▸ **Data provided**:
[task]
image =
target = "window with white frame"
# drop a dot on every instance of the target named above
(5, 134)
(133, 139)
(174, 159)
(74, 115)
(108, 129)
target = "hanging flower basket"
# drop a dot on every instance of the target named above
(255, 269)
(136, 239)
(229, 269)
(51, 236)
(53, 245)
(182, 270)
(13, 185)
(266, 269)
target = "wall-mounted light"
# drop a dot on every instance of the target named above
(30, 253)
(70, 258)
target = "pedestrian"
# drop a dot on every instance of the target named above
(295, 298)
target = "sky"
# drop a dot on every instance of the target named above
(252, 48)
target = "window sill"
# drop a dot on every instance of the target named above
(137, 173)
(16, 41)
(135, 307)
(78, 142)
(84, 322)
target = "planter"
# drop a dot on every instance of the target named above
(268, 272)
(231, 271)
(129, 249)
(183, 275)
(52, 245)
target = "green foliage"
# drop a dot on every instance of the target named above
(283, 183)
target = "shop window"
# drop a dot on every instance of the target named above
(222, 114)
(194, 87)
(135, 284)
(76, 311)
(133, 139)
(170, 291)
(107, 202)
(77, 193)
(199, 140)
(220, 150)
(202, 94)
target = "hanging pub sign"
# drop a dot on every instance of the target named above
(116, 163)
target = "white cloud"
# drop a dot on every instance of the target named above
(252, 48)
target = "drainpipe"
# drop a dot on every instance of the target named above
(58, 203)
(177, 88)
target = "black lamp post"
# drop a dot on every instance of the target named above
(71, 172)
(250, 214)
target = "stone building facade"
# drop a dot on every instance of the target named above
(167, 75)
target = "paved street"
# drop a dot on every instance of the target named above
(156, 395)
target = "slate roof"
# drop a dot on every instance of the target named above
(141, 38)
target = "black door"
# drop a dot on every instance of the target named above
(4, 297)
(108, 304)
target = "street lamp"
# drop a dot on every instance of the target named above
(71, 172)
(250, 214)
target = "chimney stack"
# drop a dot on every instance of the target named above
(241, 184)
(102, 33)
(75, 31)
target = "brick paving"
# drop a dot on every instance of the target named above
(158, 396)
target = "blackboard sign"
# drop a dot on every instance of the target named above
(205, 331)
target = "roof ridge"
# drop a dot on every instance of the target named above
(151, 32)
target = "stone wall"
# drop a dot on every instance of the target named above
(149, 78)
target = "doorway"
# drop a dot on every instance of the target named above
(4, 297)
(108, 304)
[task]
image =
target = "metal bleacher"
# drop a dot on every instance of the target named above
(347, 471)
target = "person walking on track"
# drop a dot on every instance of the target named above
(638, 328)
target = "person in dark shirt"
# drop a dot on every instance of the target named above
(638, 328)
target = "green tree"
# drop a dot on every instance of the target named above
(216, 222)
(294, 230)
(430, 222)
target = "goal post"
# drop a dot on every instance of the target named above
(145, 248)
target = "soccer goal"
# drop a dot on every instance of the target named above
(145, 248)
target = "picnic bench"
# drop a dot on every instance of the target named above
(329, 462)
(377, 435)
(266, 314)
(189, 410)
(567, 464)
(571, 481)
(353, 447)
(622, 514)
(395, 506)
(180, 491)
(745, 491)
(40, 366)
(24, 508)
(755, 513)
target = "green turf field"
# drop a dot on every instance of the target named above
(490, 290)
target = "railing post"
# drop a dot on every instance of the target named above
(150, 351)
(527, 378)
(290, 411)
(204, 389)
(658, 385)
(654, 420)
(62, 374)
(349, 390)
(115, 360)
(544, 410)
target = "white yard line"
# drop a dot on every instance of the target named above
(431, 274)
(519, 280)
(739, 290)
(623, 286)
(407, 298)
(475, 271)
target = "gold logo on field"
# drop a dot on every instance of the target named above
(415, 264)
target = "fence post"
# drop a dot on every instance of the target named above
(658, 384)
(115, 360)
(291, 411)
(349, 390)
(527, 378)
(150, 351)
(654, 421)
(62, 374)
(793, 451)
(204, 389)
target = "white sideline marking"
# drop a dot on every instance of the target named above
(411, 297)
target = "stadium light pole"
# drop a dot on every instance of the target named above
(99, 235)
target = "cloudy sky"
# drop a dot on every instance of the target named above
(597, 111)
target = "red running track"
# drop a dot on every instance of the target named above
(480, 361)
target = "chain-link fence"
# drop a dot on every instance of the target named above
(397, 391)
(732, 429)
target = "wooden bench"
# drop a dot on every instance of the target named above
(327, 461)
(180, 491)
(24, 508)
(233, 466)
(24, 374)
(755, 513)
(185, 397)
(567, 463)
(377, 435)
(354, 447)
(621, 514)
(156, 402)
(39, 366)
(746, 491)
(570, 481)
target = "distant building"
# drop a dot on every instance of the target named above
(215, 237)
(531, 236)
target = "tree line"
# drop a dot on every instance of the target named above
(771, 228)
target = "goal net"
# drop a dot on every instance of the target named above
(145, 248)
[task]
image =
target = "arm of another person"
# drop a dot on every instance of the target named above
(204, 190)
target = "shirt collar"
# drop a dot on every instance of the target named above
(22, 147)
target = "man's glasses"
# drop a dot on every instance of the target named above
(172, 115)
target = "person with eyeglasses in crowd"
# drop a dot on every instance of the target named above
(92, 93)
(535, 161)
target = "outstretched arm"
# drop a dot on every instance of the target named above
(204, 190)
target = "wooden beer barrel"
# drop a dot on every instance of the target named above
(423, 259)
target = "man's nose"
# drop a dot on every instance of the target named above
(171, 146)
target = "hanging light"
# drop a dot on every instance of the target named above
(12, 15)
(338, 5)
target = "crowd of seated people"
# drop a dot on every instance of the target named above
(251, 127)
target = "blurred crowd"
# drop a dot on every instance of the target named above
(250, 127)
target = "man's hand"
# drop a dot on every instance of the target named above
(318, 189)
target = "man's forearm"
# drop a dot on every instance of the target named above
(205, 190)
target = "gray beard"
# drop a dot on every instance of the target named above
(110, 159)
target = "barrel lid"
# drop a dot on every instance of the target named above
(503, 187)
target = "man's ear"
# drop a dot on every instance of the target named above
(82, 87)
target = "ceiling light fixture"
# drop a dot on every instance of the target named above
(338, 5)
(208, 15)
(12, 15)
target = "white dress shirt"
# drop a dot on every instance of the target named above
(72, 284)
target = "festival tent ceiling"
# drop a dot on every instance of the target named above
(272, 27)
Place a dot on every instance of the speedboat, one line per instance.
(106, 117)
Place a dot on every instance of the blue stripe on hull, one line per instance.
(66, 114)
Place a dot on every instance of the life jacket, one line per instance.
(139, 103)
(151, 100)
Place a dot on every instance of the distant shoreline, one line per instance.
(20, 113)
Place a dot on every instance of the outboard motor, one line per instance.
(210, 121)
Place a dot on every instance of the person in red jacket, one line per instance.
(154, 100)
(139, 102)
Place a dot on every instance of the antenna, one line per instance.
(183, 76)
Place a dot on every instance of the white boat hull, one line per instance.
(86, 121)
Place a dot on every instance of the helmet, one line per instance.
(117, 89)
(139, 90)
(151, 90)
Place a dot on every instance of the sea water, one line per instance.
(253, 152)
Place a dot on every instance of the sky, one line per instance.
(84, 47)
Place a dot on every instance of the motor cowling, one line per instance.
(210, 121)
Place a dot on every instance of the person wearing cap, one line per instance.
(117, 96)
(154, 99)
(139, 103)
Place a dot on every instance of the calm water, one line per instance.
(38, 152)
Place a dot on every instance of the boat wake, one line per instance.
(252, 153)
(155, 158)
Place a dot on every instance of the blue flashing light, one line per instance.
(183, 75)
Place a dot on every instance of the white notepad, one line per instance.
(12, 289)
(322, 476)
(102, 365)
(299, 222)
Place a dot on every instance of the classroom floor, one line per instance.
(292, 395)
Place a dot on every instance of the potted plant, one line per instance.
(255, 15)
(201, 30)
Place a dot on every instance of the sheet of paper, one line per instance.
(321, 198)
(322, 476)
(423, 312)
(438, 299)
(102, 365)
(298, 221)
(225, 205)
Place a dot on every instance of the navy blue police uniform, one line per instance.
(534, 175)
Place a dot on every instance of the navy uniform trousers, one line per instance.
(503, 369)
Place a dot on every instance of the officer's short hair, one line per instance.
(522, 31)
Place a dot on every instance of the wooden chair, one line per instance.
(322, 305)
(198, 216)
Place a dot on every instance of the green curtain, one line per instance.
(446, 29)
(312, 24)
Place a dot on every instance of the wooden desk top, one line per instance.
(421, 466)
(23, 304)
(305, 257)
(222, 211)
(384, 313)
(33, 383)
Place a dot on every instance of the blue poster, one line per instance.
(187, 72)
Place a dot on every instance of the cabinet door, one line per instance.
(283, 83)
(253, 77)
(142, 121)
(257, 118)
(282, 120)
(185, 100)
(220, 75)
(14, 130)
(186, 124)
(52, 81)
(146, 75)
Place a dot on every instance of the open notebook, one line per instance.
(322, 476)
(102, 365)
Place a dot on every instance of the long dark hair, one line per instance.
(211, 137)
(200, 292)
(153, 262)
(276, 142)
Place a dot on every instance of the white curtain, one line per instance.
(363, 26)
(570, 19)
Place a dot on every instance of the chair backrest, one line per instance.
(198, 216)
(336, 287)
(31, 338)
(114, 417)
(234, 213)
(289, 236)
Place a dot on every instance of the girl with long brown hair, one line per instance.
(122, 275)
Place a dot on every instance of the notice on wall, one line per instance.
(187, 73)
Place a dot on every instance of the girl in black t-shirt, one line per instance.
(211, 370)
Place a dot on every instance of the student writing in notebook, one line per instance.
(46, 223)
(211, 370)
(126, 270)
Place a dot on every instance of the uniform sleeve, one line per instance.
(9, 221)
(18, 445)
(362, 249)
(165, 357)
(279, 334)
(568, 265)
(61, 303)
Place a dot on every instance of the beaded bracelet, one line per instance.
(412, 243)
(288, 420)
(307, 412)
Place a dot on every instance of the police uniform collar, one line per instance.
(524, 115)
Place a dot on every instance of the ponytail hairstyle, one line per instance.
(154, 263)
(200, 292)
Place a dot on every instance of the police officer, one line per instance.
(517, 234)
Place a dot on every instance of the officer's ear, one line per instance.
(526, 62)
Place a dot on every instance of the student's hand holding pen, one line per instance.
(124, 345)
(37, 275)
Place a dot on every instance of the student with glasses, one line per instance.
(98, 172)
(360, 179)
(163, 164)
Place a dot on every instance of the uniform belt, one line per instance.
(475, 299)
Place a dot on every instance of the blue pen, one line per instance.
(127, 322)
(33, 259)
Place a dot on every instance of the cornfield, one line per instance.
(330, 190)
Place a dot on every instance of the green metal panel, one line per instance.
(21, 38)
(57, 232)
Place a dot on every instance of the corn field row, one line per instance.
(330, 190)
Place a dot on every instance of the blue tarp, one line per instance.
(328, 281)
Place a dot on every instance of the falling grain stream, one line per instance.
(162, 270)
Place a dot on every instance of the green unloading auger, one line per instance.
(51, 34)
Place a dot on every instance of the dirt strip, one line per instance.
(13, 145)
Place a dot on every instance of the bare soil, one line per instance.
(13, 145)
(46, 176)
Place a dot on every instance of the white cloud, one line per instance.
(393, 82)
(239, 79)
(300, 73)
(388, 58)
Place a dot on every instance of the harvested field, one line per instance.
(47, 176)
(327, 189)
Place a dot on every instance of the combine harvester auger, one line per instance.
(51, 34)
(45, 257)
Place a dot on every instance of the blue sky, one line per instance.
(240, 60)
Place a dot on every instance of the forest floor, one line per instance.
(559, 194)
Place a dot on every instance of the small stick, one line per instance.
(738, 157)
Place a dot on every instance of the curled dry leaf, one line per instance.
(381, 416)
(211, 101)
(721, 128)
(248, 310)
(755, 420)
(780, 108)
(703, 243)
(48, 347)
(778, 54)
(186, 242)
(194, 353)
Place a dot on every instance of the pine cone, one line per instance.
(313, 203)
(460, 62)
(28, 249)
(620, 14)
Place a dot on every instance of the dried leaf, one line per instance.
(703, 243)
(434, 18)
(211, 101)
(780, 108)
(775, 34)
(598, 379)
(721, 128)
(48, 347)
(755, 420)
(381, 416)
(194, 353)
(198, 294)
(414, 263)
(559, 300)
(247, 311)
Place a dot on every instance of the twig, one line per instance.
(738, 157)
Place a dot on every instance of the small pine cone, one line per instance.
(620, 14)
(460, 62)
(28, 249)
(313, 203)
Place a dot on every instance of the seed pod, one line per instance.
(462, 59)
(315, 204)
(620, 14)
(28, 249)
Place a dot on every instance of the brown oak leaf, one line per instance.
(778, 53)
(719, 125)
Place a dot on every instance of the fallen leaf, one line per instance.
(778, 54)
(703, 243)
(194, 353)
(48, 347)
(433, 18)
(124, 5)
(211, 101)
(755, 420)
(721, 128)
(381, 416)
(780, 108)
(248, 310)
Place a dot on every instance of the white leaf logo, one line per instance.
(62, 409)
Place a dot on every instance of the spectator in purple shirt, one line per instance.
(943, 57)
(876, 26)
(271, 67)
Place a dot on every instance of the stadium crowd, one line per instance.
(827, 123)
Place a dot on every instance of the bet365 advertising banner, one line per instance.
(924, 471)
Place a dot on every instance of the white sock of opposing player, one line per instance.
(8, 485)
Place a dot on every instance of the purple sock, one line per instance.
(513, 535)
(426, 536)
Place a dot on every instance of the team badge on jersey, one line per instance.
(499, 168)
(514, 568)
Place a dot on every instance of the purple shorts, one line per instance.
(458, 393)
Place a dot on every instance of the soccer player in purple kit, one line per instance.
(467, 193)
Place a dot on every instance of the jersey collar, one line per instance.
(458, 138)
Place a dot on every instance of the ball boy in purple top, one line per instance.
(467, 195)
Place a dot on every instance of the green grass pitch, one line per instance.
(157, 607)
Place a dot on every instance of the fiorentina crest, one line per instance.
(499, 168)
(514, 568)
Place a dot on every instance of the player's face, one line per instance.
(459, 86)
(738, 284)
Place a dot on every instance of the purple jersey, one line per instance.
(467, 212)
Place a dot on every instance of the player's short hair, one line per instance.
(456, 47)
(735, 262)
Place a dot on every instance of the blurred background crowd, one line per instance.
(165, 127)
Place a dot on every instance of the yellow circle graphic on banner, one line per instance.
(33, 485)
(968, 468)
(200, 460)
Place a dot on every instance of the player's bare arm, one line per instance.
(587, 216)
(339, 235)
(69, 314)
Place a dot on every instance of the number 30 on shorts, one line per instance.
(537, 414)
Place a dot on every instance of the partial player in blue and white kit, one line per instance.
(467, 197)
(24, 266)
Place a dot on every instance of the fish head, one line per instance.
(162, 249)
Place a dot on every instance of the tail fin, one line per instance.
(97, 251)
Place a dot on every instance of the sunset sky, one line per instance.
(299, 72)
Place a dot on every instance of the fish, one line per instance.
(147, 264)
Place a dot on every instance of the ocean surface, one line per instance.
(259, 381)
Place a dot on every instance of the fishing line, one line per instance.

▸ **Problem**:
Take the lines from the one containing "Place a dot on every instance of the player's bare" to the last line of the material above and write them out exactly.

▸ **Task output**:
Place a dot on every instance of the player's bare arm, one line per instance.
(587, 216)
(339, 235)
(69, 314)
Place a dot on every instance of the number 30 on shorts, one line per instance.
(537, 414)
Place a dot on every instance of the partial player in blue and white kit, one line per instance.
(467, 197)
(24, 266)
Place a dot on every instance of the fish head, one line per instance.
(162, 249)
Place a dot on every instance of the tail fin, one line per instance.
(97, 251)
Place a dot on every instance of the sunset sky, one line per instance.
(299, 72)
Place a dot on every instance of the fish, one line per instance.
(147, 264)
Place a dot on every instance of the ocean surface, one line per instance.
(259, 381)
Place a dot on every instance of the fishing line, one line per instance.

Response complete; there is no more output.